讀取網頁(3)

WebClient 畢竟還是有一些限制,例如 Cookie,這就沒辦法了,你必須要自行操作 Header。
可是 WebClient 並沒有任何成員可以讓你實現這塊。

而 WebClient 的底層,其實是用 WebRequest 來實現的。這裡的例子使用了
HttpWebRequest,但其實 HttpWebRequest 也是繼承自 WebRequest。
要加上 Cookie 的話,你得指定 HttpWebRequest 的 CookieContainer 屬性。

所以我們很快就可以寫出 wgetInWebRequest()。
using System;
using System.Text;
using System.Text.RegularExpressions;
using System.Net;
using System.Web;
using System.IO;
using System.Diagnostics;
using System.Collections;

public class Network
{
    public static string wgetInWebRequest( string url, CookieContainer cookies, Encoding encoding )
    {
        string responseData = "";
            
        try
        {
            HttpWebRequest webRequest = (HttpWebRequest)WebRequest.Create( url );

            // 加上 Cookie
            webRequest.CookieContainer = cookies;

            // 如果你有 Proxy 的話~
            // webRequest.Proxy = new WebProxy( "your_proxy", 3128 );

            // 加上 User Agent,用來模擬瀏覽器~
            //webRequest.Headers.Add( "User-Agent","Mozilla/4.0 (compatible; MSIE 6.0; Windows NT 5.2; SV1; .NET CLR 1.1.4322; .NET CLR 2.0.50727)");

            StreamReader responseReader;
            responseReader = new StreamReader(webRequest.GetResponse().GetResponseStream(), encoding );

            // and read the response
            responseData = responseReader.ReadToEnd();
        }
        catch( Exception ex )

——

**作答要求:**
依本文所述,要讓 HttpWebRequest 加上 Cookie,必須指定它的哪個屬性? 下列記錄與本文無關。

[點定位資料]
——

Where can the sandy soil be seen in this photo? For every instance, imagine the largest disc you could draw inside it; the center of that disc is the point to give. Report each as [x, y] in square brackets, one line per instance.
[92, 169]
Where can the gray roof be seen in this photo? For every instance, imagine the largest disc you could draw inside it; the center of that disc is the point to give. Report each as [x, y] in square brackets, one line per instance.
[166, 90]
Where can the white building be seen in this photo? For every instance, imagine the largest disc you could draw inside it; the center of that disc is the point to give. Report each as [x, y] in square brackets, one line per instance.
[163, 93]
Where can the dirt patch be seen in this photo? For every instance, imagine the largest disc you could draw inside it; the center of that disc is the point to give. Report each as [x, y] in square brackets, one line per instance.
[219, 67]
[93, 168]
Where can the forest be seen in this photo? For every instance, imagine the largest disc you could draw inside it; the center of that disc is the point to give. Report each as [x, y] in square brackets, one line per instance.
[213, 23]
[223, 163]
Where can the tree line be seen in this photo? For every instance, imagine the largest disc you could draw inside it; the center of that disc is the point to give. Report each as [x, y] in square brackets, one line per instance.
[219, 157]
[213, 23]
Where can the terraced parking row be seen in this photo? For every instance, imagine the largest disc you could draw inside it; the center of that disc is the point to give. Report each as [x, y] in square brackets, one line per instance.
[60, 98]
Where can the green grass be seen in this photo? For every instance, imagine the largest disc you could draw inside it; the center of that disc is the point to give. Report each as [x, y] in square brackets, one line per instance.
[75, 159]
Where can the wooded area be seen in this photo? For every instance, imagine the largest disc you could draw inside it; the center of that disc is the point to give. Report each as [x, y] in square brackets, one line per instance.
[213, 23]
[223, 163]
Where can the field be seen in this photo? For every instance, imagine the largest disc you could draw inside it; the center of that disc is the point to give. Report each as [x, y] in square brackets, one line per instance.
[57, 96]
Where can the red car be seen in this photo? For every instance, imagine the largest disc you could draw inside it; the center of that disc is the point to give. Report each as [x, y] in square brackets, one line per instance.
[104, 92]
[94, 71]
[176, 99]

——

**最終答案:**
CookieContainer 屬性。